What is expected >>
Repeat the lines beginning at the one with "Q: Tag each instance of the ripe" and running to the end of the material, keeping the first and last of them, exactly as they appear.

# START OF Source records

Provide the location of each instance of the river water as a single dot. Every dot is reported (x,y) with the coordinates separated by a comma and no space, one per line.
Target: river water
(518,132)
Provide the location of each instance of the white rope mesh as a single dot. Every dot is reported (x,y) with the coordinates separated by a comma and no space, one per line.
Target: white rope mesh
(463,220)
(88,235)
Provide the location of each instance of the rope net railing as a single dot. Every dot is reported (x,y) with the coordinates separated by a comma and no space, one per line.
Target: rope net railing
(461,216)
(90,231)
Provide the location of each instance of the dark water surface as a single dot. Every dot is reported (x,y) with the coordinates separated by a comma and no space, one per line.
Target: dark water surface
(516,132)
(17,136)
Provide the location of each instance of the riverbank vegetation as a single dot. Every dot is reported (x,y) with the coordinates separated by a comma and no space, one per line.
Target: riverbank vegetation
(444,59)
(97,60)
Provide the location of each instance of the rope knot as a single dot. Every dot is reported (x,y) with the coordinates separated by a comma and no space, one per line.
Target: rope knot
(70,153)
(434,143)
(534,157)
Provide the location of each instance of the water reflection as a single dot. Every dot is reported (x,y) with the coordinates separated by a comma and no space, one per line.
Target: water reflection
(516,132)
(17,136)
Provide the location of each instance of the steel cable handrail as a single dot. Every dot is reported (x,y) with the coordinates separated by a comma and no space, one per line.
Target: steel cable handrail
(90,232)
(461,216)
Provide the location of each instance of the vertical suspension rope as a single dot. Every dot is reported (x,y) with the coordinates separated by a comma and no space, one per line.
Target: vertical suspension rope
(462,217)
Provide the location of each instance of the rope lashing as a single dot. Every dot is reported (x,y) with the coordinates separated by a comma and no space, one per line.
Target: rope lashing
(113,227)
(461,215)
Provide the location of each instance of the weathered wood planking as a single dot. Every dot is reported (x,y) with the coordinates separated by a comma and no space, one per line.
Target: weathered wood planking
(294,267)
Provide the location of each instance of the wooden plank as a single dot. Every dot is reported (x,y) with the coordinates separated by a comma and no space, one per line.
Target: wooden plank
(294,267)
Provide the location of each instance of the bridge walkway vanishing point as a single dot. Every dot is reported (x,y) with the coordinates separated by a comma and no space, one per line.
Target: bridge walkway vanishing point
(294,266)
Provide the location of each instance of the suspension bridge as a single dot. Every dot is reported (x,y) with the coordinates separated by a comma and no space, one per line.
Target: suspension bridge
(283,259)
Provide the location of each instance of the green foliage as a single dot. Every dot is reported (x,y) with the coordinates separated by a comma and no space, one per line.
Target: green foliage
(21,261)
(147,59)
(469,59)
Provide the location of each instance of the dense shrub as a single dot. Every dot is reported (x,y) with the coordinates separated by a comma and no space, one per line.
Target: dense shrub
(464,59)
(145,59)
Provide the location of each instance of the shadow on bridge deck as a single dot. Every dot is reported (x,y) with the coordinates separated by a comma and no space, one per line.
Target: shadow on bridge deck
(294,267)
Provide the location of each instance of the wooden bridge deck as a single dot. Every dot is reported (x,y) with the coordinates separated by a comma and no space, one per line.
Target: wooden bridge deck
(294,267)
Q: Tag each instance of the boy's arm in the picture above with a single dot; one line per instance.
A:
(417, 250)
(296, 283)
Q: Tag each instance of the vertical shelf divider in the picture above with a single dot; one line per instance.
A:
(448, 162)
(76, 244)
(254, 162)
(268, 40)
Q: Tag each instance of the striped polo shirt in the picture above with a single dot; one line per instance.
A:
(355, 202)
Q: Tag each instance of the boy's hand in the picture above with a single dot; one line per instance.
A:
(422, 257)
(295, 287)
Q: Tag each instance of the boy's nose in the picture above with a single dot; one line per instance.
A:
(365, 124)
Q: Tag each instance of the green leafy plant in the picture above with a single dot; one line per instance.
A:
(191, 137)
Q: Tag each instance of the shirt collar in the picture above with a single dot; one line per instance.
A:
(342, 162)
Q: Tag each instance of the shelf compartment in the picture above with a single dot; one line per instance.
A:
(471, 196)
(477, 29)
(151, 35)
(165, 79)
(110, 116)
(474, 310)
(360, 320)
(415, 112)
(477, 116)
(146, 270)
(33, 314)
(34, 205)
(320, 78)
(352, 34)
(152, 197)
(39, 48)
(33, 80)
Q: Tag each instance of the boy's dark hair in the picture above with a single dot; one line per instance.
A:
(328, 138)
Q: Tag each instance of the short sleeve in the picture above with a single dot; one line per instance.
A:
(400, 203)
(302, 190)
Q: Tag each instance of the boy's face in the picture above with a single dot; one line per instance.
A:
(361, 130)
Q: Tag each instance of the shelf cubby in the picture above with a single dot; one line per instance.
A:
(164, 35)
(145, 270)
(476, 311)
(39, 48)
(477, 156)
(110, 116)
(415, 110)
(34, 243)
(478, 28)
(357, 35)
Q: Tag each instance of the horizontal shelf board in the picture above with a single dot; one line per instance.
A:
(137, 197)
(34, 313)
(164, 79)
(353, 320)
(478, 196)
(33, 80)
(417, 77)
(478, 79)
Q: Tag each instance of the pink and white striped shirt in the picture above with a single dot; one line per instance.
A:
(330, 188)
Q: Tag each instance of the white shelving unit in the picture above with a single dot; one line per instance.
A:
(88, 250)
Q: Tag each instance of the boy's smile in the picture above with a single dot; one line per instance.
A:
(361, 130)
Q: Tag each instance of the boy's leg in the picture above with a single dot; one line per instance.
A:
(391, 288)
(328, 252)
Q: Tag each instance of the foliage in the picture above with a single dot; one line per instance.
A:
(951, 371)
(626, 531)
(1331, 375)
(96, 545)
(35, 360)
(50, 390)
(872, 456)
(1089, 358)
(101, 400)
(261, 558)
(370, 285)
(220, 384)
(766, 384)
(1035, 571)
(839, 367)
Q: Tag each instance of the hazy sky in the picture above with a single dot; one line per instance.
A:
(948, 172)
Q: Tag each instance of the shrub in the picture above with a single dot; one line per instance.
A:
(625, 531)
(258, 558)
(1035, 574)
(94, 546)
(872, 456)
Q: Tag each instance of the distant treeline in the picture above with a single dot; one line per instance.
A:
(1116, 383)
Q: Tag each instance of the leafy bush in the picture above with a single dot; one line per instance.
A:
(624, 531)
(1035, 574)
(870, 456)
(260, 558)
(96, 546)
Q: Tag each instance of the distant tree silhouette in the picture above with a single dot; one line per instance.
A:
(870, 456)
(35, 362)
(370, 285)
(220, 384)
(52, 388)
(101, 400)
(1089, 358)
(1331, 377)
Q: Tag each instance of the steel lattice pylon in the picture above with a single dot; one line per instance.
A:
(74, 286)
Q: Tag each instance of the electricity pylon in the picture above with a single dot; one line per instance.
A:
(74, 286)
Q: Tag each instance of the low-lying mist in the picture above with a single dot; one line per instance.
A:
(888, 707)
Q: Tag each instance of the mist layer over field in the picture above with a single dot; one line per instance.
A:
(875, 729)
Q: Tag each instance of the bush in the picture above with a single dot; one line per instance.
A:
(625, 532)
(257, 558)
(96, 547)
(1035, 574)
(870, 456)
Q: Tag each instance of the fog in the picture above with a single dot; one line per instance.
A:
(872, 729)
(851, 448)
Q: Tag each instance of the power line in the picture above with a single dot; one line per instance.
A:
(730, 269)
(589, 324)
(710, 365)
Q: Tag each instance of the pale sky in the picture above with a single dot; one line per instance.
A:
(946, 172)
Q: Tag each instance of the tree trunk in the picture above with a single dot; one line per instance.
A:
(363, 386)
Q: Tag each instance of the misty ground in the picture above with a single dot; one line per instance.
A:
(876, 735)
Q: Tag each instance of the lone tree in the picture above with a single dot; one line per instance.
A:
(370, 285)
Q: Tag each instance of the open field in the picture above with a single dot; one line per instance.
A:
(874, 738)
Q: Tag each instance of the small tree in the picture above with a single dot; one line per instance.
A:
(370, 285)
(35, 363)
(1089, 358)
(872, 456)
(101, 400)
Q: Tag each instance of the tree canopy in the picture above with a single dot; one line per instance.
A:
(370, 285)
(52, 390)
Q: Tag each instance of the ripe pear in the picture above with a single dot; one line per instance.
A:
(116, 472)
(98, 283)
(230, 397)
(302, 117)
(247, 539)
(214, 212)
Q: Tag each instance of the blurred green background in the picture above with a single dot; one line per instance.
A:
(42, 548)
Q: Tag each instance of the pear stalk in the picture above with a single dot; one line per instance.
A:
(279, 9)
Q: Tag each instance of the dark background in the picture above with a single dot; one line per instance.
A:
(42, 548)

# END OF Source records

Task response >>
Q: Tag each instance of the ripe pear in the picture above with a single dot; one line per instance.
A:
(116, 472)
(98, 283)
(230, 397)
(302, 117)
(247, 539)
(214, 212)
Q: Tag each instance of the blurred green background in the picture above with a single dot; one line per instance.
A:
(42, 548)
Q: Tag each instance of the pear stalk in the picture above with a single dot; one line per instance.
A:
(279, 9)
Q: Tag each instance of the dark background in the picture above with a single dot; one line per instance.
A:
(42, 548)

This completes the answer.